Task requirements: Express the lines below as a JSON list of strings, one string per line with blank lines omitted. Start at the line containing "pixel 446 458." and end at the line containing "pixel 292 514", including both of those lines.

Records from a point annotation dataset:
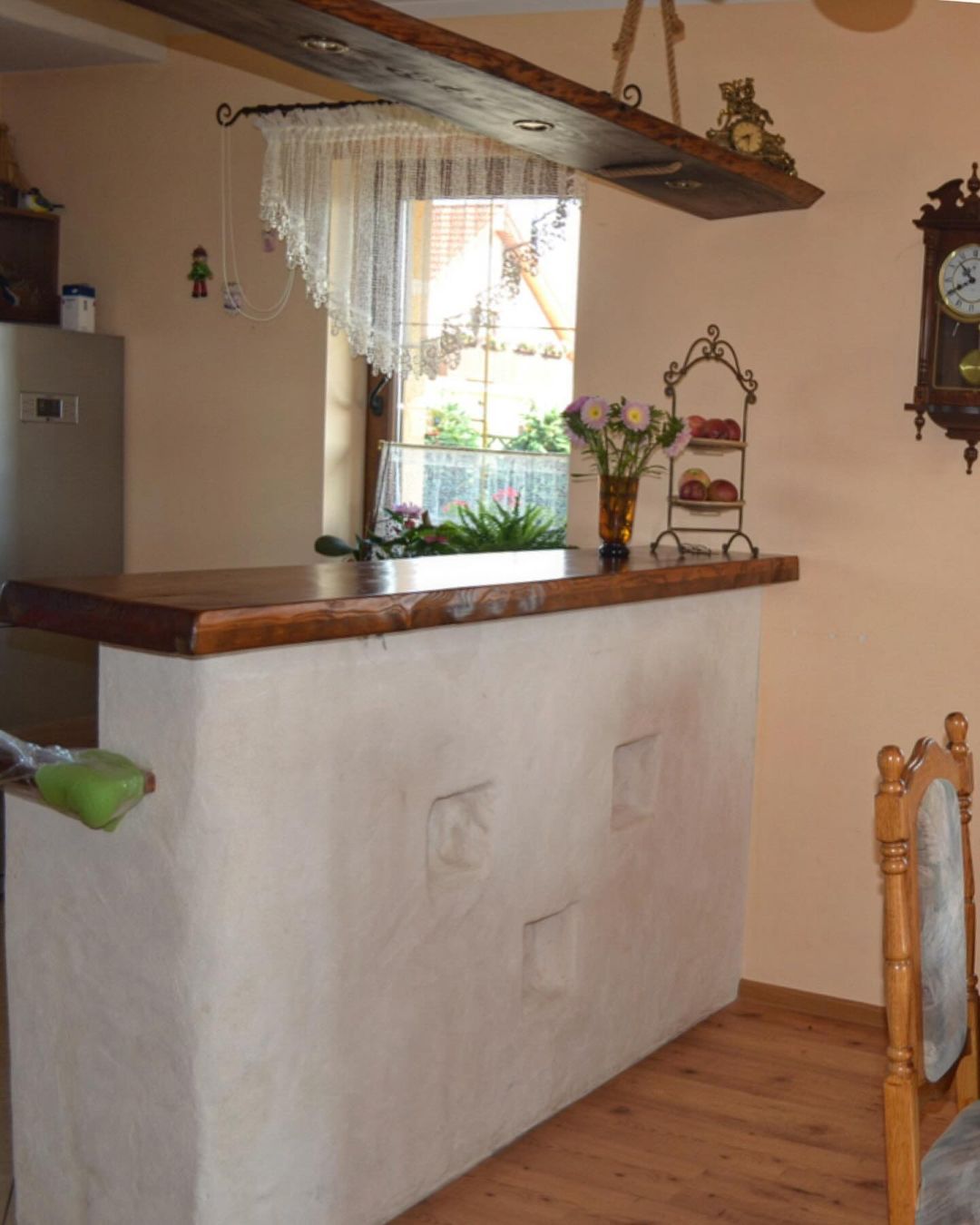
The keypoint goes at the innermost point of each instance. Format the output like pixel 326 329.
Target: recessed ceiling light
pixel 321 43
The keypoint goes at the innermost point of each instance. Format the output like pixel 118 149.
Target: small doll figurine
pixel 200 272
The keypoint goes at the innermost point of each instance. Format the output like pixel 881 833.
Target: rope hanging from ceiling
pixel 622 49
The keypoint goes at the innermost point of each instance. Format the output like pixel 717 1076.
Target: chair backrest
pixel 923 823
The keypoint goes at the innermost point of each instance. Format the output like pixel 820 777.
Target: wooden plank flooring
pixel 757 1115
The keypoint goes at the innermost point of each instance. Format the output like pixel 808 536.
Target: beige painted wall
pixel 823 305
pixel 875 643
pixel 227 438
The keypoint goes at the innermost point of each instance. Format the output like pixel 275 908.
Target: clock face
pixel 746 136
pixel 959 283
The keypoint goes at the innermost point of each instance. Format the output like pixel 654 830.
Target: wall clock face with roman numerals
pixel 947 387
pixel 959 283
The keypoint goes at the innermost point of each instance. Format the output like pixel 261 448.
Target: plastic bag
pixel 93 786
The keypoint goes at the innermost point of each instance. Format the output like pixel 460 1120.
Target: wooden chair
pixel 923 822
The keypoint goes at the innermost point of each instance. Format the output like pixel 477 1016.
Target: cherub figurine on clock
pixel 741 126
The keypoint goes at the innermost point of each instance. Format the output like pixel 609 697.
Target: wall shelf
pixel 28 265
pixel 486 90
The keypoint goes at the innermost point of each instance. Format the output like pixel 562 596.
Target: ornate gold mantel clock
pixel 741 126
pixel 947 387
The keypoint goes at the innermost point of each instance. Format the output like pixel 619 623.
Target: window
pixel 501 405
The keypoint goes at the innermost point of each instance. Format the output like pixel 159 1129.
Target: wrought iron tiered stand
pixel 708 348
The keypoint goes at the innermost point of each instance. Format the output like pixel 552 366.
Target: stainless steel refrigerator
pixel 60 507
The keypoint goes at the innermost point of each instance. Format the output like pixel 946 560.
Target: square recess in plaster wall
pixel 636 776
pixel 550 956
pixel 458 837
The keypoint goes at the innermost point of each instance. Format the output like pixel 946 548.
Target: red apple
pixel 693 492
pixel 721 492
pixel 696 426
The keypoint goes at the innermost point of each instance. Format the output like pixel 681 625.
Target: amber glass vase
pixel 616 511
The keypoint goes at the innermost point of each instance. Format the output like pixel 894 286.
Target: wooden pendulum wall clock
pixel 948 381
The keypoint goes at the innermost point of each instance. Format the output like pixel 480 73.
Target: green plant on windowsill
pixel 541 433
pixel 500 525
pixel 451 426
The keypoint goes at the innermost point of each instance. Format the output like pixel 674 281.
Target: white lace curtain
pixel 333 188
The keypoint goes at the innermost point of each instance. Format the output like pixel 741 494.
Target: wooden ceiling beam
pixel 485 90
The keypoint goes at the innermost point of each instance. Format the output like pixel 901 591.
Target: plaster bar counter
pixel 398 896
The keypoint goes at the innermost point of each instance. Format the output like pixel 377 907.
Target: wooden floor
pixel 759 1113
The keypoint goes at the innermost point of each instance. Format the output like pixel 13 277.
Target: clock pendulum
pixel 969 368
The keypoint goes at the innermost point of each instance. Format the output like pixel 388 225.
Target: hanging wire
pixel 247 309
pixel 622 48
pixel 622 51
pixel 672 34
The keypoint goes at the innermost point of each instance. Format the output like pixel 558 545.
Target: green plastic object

...

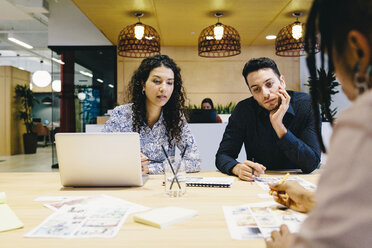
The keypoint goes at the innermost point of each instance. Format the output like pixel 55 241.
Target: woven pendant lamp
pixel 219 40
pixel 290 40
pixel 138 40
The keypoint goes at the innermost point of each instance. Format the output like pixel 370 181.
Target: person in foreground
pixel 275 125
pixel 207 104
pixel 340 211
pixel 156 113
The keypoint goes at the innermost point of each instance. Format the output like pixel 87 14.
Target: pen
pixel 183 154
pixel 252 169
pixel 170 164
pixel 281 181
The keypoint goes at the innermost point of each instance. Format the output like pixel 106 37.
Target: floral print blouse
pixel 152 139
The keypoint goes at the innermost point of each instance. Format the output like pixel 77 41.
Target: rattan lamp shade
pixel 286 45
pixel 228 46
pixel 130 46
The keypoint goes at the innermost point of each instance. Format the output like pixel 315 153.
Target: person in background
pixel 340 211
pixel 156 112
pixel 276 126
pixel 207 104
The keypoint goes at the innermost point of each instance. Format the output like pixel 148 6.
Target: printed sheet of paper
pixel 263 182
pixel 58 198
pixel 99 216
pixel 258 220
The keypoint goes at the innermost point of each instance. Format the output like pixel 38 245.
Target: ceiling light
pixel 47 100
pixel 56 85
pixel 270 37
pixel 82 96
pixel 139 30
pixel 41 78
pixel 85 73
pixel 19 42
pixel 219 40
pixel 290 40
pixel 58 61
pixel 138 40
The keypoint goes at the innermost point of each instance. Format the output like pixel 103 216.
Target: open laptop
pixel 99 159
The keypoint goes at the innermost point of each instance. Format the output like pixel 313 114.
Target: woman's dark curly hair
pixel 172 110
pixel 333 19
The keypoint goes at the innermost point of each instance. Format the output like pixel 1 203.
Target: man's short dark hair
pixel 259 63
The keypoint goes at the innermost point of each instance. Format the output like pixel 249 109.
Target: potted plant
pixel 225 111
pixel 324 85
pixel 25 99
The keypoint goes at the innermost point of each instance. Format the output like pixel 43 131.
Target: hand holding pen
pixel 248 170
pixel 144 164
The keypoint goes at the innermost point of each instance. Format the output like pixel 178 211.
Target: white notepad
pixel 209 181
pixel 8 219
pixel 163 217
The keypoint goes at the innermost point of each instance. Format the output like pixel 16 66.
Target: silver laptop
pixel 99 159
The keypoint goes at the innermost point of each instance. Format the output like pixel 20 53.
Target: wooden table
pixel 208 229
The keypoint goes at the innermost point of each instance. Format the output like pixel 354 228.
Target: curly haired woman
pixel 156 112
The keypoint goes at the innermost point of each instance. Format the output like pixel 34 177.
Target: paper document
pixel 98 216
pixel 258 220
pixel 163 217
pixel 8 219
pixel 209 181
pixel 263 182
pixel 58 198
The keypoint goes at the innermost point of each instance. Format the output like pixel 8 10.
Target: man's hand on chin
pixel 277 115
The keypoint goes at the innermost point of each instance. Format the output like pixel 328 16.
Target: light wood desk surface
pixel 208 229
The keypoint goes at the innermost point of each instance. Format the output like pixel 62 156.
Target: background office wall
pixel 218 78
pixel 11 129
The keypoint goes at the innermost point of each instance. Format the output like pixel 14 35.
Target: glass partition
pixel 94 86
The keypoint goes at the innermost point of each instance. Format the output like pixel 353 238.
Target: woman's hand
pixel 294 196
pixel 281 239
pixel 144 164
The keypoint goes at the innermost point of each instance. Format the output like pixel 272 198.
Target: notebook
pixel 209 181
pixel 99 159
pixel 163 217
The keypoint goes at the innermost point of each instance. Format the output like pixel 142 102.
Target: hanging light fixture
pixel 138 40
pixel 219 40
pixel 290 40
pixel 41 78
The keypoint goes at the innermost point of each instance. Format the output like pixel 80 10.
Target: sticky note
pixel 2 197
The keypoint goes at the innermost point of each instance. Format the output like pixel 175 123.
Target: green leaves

--

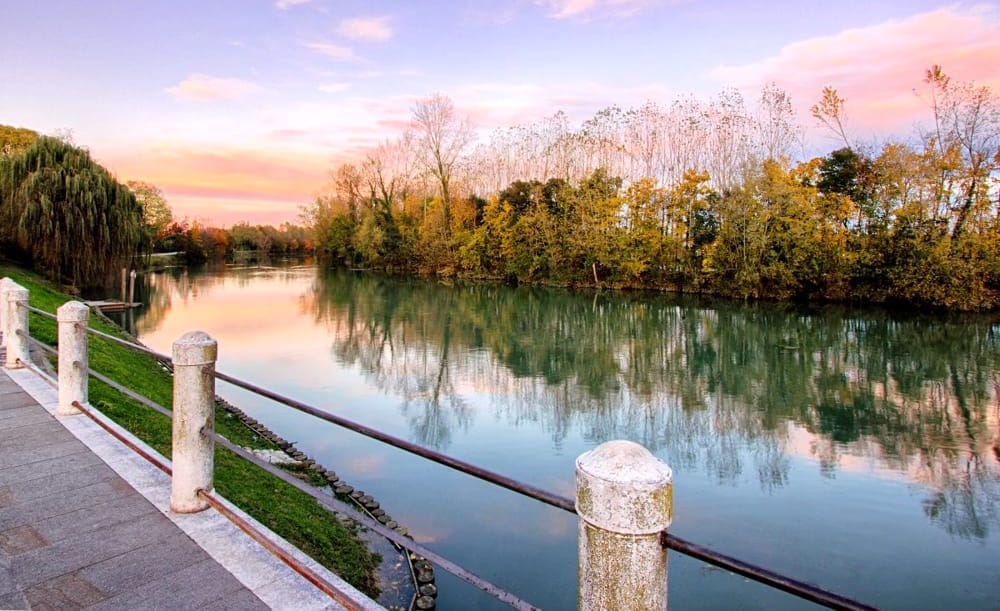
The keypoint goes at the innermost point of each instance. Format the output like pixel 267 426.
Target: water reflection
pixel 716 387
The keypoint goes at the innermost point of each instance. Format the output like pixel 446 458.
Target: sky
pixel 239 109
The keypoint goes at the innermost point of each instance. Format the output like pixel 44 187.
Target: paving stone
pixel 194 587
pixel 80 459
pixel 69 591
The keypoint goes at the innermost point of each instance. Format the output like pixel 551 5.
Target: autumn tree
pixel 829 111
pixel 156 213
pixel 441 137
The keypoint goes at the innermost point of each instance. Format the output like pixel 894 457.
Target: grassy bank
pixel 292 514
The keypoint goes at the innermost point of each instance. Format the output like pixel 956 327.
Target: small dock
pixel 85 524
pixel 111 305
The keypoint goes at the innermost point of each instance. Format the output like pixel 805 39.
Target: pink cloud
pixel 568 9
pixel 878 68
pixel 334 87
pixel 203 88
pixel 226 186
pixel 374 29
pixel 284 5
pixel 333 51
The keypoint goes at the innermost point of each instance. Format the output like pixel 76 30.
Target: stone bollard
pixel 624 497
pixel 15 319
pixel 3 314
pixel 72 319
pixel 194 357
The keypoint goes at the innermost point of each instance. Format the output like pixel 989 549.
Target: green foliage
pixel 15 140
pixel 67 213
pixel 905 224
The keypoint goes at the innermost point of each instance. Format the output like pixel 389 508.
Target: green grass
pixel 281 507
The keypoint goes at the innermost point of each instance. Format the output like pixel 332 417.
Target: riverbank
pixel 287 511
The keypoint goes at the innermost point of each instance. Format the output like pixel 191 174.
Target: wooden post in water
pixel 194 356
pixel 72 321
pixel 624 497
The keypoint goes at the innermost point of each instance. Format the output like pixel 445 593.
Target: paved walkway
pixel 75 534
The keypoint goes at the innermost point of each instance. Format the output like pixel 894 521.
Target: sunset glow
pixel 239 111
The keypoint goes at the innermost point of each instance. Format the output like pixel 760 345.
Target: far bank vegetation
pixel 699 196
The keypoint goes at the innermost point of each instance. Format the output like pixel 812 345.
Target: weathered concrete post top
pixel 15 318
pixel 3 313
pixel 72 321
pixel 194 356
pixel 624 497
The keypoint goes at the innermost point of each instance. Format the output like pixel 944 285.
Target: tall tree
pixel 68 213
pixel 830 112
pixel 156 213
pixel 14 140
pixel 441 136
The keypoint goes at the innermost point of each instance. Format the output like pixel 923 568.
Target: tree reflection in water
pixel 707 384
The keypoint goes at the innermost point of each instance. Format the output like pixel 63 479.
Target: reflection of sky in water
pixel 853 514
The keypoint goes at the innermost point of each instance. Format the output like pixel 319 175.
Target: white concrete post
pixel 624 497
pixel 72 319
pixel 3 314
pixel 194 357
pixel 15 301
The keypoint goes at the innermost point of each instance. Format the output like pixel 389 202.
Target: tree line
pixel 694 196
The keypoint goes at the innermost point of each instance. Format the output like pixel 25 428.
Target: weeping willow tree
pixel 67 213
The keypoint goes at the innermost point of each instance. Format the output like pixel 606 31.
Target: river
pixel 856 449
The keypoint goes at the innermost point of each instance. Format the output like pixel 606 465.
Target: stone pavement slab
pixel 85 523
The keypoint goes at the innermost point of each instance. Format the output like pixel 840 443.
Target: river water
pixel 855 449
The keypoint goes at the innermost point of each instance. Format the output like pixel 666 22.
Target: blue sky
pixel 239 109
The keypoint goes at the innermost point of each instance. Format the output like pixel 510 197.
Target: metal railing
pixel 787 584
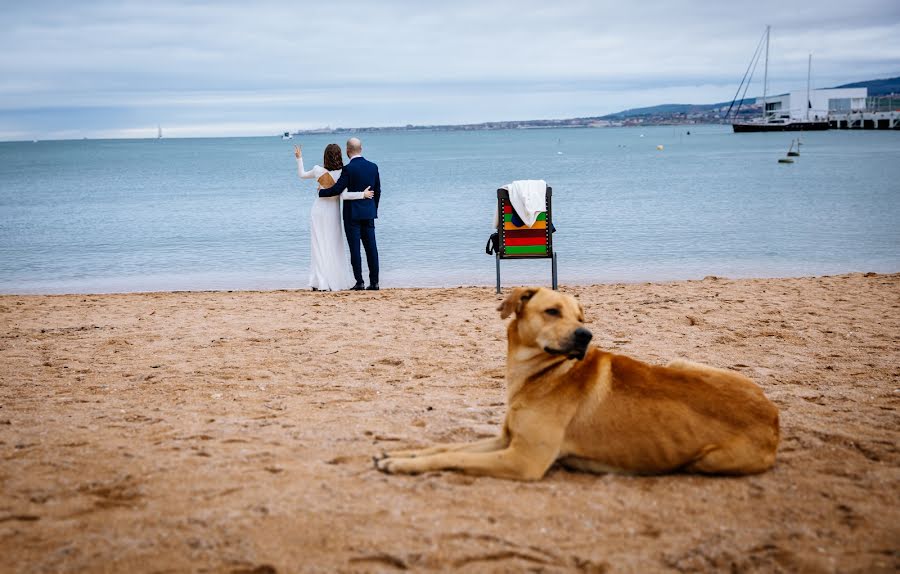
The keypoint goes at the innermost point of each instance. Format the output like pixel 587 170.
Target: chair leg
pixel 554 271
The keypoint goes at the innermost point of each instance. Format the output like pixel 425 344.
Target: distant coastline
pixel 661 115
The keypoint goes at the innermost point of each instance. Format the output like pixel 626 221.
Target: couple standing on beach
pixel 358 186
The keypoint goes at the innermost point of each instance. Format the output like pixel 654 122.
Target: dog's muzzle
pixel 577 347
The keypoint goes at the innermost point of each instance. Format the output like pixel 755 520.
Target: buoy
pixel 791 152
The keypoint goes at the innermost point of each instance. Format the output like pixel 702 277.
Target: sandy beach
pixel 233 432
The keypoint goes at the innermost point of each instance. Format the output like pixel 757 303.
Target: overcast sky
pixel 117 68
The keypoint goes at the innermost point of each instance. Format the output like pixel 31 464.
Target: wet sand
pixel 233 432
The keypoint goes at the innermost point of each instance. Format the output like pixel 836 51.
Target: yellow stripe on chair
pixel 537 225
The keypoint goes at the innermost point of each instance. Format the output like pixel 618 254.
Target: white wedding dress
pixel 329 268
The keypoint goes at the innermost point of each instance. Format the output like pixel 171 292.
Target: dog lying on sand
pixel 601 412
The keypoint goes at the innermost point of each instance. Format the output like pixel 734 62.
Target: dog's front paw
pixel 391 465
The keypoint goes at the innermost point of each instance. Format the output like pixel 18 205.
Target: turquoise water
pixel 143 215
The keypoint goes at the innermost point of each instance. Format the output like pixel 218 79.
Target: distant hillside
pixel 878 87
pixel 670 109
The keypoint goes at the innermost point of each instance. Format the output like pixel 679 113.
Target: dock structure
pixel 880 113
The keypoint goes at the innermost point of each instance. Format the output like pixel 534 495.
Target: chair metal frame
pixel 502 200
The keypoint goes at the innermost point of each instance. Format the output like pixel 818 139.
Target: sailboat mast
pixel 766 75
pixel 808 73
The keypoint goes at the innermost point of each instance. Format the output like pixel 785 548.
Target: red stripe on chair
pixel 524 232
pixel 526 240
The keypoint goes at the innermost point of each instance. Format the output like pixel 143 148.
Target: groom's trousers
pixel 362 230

Final result:
[
  "The keypoint goes at the innermost point of each instance. Format the output like pixel 446 458.",
  "Target: sky",
  "pixel 239 109",
  "The keypoint goes at the innermost point of each instance. Format the output like pixel 44 187.",
  "Target: paving stone",
  "pixel 194 587",
  "pixel 80 459",
  "pixel 69 591",
  "The keypoint goes at the innermost point of each instance. Format the output like pixel 551 5.",
  "Target: autumn tree",
  "pixel 829 111",
  "pixel 156 213",
  "pixel 441 137",
  "The keypoint goes at the innermost point of each instance. Format the output like pixel 894 457.",
  "Target: grassy bank",
  "pixel 292 514"
]